## The task:
Change every "bounding box" in the records below to "enclosing rectangle" and give the lines again with nothing else altered. Omit the pictures from your answer.

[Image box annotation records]
START

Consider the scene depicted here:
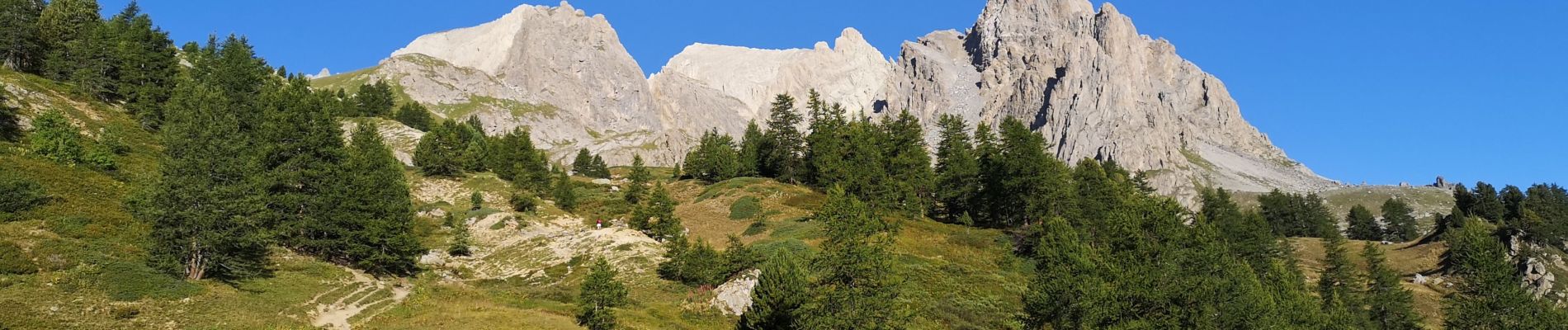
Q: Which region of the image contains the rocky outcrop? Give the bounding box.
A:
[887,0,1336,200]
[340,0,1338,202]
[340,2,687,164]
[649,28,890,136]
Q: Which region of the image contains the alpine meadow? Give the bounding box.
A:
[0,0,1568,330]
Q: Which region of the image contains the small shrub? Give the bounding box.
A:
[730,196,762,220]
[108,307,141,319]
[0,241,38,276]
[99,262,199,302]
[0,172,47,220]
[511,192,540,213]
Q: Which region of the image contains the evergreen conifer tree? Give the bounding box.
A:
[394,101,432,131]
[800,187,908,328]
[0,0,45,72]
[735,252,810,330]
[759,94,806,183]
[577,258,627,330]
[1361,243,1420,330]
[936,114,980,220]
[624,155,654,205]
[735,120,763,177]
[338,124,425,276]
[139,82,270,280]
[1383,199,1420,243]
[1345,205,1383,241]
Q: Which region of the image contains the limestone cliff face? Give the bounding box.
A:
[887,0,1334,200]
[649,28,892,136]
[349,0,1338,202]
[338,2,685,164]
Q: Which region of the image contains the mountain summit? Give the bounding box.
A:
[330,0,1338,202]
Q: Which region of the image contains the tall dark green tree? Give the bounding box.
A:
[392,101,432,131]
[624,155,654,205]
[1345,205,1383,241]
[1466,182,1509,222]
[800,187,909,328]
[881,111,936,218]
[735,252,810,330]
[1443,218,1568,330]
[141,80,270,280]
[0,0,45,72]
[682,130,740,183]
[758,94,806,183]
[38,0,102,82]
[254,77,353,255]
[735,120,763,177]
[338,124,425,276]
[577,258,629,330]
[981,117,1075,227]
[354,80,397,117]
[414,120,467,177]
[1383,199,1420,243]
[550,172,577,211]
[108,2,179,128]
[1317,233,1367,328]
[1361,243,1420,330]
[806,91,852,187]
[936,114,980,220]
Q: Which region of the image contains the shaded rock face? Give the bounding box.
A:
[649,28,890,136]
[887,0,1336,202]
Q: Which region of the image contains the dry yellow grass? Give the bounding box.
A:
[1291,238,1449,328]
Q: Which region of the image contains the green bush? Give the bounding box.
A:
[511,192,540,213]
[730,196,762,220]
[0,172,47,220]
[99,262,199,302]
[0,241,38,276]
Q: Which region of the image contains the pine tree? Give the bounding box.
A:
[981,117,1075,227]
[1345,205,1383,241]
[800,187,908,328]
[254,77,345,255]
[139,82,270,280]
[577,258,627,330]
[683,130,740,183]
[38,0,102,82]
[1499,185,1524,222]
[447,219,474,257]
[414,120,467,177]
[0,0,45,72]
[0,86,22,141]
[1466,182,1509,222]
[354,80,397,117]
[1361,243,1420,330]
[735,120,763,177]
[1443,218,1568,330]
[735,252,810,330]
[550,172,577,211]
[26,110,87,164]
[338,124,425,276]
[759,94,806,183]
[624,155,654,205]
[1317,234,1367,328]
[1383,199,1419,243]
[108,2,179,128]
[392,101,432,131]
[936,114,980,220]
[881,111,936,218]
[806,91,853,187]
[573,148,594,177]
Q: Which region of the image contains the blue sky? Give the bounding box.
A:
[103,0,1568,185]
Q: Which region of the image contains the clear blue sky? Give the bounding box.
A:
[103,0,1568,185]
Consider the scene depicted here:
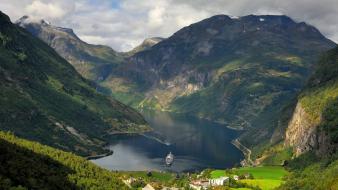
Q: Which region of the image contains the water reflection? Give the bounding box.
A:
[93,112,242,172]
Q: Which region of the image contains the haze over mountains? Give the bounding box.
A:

END

## Exercise answer:
Consider the scene depicted here:
Q: Which region of the image contains the rocky outcrop? Give the enclosing rectangle.
A:
[887,0,1336,200]
[340,0,1338,202]
[340,2,687,164]
[649,28,890,136]
Q: Which region of the image contains the alpine meadow? Give the enclosing rectangle.
A:
[0,0,1568,330]
Q: Which region of the image contains the small shrub? Give the enclosing rectangle.
A:
[730,196,762,220]
[108,307,141,319]
[0,241,38,276]
[99,262,199,302]
[0,172,47,220]
[511,192,540,213]
Q: Which region of the image contains the evergreen conifer tree? Give the enclosing rectangle.
A:
[394,101,432,131]
[800,187,908,328]
[0,0,45,72]
[735,252,810,330]
[759,94,806,183]
[577,258,627,330]
[1361,243,1420,330]
[936,114,980,220]
[624,155,654,205]
[735,120,763,177]
[338,124,425,276]
[139,82,270,280]
[1383,199,1420,243]
[1345,205,1383,241]
Q: Which region of the image contains the limestone cliff face? Give the enclosing rectangle.
A:
[887,0,1334,200]
[649,28,892,136]
[349,0,1338,202]
[338,2,685,164]
Q: Which region of the image contains the mountain summit? Give the enclosing rectangle.
A:
[330,0,1338,202]
Q: Which region of the image contains the tall dark green tree? Give the enclosing rectangle.
A:
[392,101,432,131]
[624,155,654,205]
[1345,205,1383,241]
[1466,182,1509,222]
[800,187,909,328]
[881,111,936,218]
[735,252,810,330]
[1443,218,1568,330]
[141,80,270,280]
[0,0,45,72]
[682,130,740,183]
[758,94,806,183]
[38,0,102,82]
[254,77,353,255]
[735,120,763,177]
[338,124,425,276]
[577,258,629,330]
[981,117,1075,227]
[354,80,397,117]
[414,120,467,177]
[1383,199,1420,243]
[550,172,577,211]
[108,2,179,128]
[1317,233,1367,328]
[1361,243,1420,330]
[806,91,852,187]
[936,114,980,220]
Q: Which region of the image contains the shaded rock face? Give the enclosing rectangle.
A:
[649,28,890,136]
[887,0,1336,202]
Q: Which region of the image contains the dry yellow grass? Give the enclosing rectangle.
A:
[1291,238,1449,328]
Q: Which region of the image contains the green bush? Give the enclosing rectangle.
A:
[511,192,540,213]
[730,196,762,220]
[0,172,47,220]
[99,262,199,302]
[0,241,38,276]
Q: Which region of the image contains the pine tree? Give the enclosing rectangle.
A:
[981,117,1075,227]
[1345,205,1383,241]
[800,187,908,328]
[254,77,345,255]
[139,82,270,280]
[577,258,627,330]
[683,130,740,183]
[38,0,102,82]
[1499,185,1524,222]
[447,219,474,257]
[414,120,467,177]
[0,0,45,72]
[0,86,22,141]
[1466,182,1509,222]
[354,80,397,117]
[1361,243,1420,330]
[735,120,763,177]
[1443,218,1568,330]
[735,252,810,330]
[550,172,577,211]
[26,110,87,164]
[338,124,425,276]
[759,94,806,183]
[624,155,654,205]
[1317,234,1367,328]
[1383,199,1419,243]
[108,2,179,128]
[392,101,432,131]
[936,114,980,220]
[881,111,936,218]
[806,91,853,187]
[573,148,594,177]
Q: Which region of the image contains the blue sky? Give the enclosing rectangle.
A:
[103,0,1568,185]
Q: Which region of the image contains the clear blue sky? Give the enclosing rectangle.
A:
[103,0,1568,185]
Consider the scene depicted here:
Q: Which region of the image contains the water reflection? Give the enclosing rectangle.
A:
[93,112,242,172]
Q: Which region of the image contains the haze over mountains? Give the enclosing rectangle.
A:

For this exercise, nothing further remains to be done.